→ Exercise
Rewrite the lines from the one containing "Each <instance> block" through the one containing "rough mask: <svg", swapping "positive clicks" for "foreground clicks" and leaving everything else as it is.

→ Entries supplied
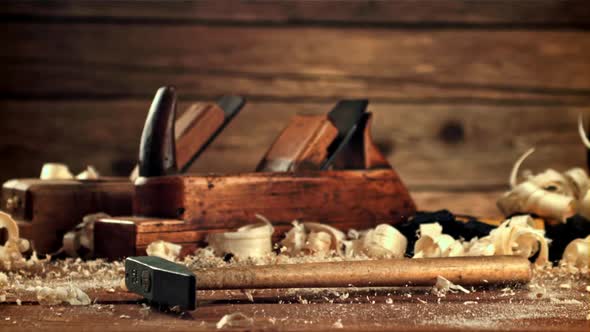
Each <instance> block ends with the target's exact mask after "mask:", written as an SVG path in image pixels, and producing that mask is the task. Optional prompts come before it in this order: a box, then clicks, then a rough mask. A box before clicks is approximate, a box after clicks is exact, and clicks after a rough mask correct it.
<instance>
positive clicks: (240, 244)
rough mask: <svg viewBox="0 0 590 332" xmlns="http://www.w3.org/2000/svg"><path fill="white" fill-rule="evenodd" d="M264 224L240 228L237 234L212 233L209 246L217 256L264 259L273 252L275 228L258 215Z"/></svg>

==

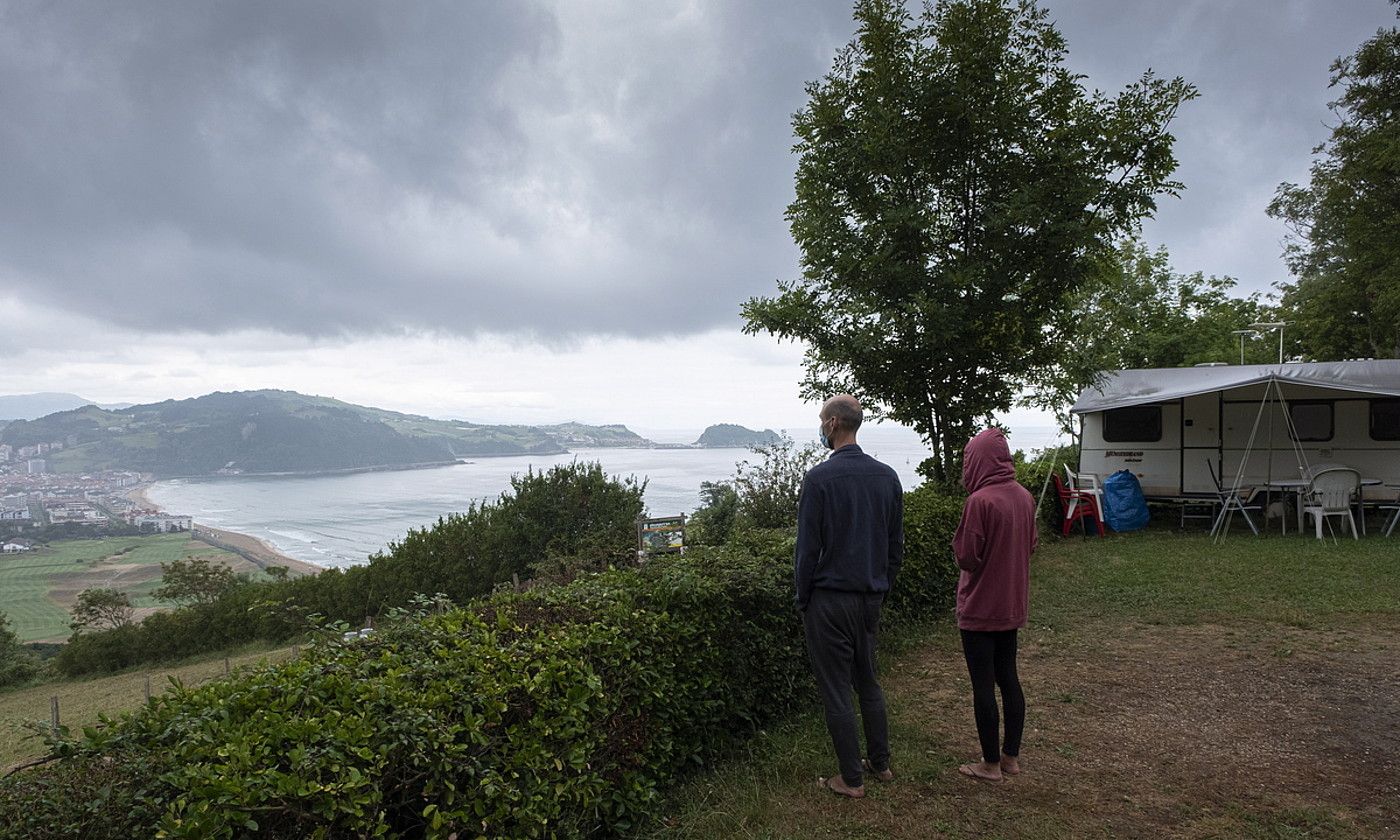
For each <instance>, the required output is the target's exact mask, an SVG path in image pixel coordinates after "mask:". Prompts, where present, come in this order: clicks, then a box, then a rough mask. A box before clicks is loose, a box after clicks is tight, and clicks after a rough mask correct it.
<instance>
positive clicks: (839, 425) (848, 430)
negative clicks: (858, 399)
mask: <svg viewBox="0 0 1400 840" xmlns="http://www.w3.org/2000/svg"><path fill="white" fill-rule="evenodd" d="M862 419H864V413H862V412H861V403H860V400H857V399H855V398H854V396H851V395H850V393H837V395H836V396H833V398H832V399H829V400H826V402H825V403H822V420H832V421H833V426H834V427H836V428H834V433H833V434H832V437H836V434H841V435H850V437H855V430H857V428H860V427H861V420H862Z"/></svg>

→ Exercise solution
Each <instance> block ends with the target's exact mask after "mask:", written as an SVG path in image pixels, and producing that mask is the task. Optional prompts come before it in this order: a box, then clicks, then a rough mask. A box before clicks is approximate, a box after clicks is exact, and clicks after a rough mask correct it.
<instance>
foreground clicks: (240, 244)
rough mask: <svg viewBox="0 0 590 332" xmlns="http://www.w3.org/2000/svg"><path fill="white" fill-rule="evenodd" d="M264 224L240 228L237 234L212 233L209 246L217 256L264 259L273 252L275 228L258 215Z"/></svg>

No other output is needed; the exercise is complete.